==== Texto de leitura ====

No entanto, como a própria Portaria RFB 1750/2018 determina que a anulação administrativa do perdimento também gera reflexos na representação fiscal para fins penais defendemos que a anulação judicial do perdimento também tem os mesmos efeitos.
Assim, anulado o perdimento (administrativa ou judicialmente) é de se anular também a representação fiscal para fins penais, excluindo seus registros do COMPROT e do Ministério Público Federal.
Importação de veículo usado: descaminho ou contrabando?
Há uma proibição de importação de veículos usados no Brasil. Esta é a regra geral. Carros colecionáveis com mais de 30 anos são a exceção desta regra.
Logo, existindo uma restrição absoluta de importação de carros usados (com menos de 30 anos) se configura, em tese, um crime de contrabando.
No entanto, defendemos que em casos de duplo domicílio não há internação definitiva do veículo em território nacional. Inexistindo importação, não há como se configurar o crime aduaneiro de contrabando.
Redirecionamento de mercadoria, aplicativos e os crimes aduaneiros
Em conclusão, a importação irregular de mercadoria pode gerar o perdimento da mercadoria e também procedimento criminal aduaneiro. Assim, a violação de regras na importação pode ter mais de uma consequência.
De fato, regimes aduaneiros possuem regras específicas. No caso de bagagem acompanhada há uma restrição de importação de mercadorias com finalidade comercial. Fora que a bagagem é pessoal e intransferível, de modo que trazer como própria bagagem de terceiros é uma violação às regras deste regime aduaneiro.

====

# [O pedido]
Como você resumiria em duas frases o texto sobre crimes aduaneiros? As linhas abaixo vêm de outra fonte.

==== Registros brutos ====

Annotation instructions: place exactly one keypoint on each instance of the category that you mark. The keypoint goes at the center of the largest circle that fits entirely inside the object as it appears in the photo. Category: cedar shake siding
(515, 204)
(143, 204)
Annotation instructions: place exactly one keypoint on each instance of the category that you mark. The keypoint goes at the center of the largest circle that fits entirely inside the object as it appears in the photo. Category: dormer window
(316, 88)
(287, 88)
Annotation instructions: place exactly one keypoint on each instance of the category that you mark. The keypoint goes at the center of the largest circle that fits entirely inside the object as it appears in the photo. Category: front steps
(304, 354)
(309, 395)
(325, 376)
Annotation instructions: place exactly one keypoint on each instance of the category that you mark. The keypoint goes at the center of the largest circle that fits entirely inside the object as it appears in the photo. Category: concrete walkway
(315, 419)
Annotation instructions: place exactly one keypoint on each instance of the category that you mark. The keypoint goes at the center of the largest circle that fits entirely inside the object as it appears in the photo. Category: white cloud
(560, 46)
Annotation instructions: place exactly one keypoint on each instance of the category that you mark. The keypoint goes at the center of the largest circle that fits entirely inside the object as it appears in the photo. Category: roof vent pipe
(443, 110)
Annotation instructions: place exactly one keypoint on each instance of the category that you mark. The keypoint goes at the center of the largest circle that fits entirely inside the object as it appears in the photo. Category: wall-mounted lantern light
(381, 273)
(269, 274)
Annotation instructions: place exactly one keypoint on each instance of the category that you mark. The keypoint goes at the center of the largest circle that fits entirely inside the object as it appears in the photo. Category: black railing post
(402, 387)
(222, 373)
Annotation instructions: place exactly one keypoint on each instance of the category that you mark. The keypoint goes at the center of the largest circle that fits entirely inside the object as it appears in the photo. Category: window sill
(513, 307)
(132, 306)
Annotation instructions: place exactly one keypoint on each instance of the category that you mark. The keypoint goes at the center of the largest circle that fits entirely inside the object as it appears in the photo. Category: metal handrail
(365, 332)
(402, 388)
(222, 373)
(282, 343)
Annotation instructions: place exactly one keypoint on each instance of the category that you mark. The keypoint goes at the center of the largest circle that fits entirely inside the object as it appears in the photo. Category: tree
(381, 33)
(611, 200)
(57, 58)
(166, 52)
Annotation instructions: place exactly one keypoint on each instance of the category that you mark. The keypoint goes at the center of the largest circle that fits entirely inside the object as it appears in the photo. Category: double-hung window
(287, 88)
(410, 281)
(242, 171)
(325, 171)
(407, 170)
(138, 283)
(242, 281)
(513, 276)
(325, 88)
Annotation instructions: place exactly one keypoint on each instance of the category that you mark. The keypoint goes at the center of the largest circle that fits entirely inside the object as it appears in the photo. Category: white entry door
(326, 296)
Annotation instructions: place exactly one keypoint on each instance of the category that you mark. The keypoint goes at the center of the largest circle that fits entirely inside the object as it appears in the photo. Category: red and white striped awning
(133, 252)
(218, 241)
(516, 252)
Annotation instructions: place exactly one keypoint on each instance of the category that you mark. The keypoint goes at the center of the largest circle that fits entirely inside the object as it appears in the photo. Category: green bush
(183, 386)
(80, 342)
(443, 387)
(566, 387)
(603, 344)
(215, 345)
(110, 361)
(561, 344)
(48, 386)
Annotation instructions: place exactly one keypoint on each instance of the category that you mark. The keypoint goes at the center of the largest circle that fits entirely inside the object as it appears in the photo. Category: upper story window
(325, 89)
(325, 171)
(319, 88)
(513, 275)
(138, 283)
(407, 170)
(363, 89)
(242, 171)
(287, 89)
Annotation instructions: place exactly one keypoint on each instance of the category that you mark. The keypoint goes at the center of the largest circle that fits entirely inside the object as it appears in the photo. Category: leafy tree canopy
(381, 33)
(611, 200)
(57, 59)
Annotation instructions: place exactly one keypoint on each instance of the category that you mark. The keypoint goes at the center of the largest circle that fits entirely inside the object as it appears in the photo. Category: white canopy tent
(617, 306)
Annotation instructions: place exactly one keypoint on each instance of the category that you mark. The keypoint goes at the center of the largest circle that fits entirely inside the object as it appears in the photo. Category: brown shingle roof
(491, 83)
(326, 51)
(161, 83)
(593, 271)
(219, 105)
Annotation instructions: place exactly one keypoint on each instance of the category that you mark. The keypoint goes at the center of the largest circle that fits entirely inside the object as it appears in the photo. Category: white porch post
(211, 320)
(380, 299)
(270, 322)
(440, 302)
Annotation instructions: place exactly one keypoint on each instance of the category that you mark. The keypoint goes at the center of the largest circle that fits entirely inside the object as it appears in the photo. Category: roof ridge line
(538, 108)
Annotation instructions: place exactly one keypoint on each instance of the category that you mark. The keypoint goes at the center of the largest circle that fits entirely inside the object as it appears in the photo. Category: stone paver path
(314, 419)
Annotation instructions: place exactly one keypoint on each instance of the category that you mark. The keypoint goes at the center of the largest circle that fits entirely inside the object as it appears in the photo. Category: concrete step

====

# [Resultado final]
A importação irregular de mercadoria pode gerar tanto o perdimento quanto um procedimento criminal aduaneiro, e o texto defende que a anulação do perdimento, administrativa ou judicial, deve anular também a representação fiscal para fins penais. Como a importação de carros usados com menos de 30 anos é proibida, ela configura em tese contrabando, mas o texto defende que, em casos de duplo domicílio, não há importação e, portanto, não há esse crime.